* Description of the task
The word "Provide" marks the lines you need; copy each of them from the data.

Content starts

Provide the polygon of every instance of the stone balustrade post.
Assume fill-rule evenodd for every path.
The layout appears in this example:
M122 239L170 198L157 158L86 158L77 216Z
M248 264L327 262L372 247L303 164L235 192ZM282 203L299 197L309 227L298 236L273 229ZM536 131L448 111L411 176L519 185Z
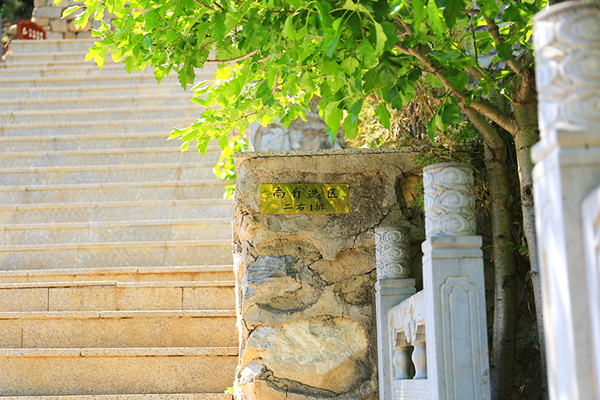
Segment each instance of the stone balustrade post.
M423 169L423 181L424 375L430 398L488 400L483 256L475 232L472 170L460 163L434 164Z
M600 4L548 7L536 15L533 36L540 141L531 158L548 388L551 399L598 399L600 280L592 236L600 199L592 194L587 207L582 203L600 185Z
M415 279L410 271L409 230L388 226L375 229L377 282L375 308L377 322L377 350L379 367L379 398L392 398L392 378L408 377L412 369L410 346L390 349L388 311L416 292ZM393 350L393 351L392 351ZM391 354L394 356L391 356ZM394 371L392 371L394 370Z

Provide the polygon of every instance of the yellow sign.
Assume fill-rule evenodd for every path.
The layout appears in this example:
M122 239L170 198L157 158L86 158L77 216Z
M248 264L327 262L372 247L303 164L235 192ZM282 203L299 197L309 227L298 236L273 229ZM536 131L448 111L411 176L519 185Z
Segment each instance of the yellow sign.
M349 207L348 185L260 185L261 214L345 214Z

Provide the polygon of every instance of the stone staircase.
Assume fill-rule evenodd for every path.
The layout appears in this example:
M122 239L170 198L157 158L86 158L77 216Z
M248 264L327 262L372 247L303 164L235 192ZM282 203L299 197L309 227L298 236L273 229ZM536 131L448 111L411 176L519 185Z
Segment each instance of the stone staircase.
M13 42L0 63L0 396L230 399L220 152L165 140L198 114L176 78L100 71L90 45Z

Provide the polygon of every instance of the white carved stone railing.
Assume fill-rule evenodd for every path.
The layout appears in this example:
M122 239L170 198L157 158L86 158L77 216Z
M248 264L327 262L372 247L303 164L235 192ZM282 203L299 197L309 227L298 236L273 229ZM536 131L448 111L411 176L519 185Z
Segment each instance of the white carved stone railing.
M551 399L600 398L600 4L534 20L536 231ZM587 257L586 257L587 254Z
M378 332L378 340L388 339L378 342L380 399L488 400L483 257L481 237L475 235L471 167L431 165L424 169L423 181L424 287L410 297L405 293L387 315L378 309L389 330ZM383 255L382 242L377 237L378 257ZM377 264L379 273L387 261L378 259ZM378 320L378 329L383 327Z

Content ends
Content starts

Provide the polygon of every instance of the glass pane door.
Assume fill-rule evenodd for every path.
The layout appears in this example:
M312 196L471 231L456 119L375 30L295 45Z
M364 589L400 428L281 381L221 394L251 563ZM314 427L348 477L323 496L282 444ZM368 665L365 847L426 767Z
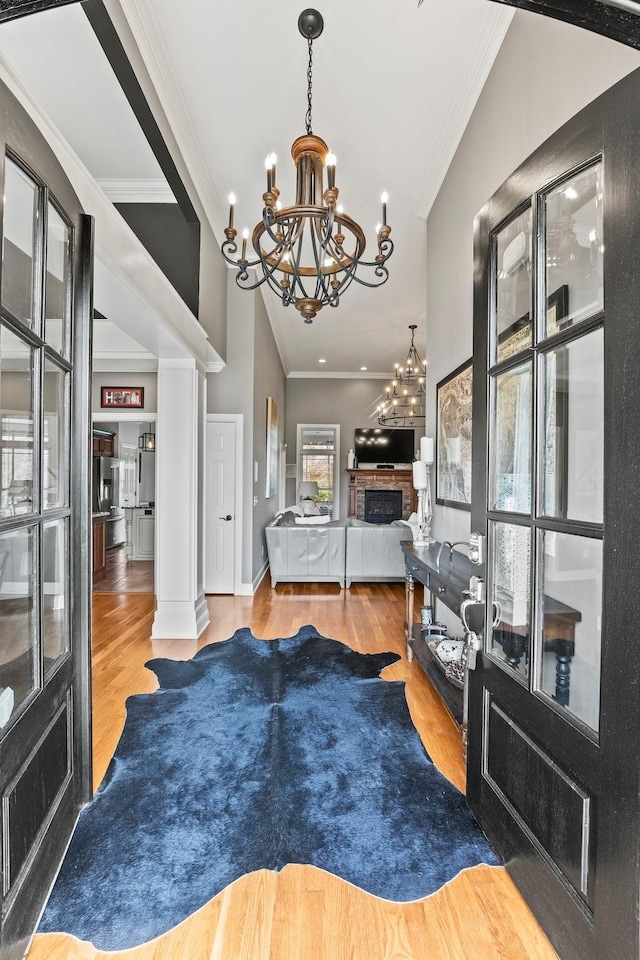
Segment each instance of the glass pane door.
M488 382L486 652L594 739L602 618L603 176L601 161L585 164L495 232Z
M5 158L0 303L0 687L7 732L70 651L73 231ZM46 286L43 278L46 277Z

Content ends

* Answer area
Provide the polygon of every instance of the stone balustrade post.
Provide the polygon of every instance of the yellow sign.
Provide the polygon of every instance of the stone staircase.
Provide the polygon of every instance of the white carved stone railing.
Provide the polygon of every instance of the glass pane door.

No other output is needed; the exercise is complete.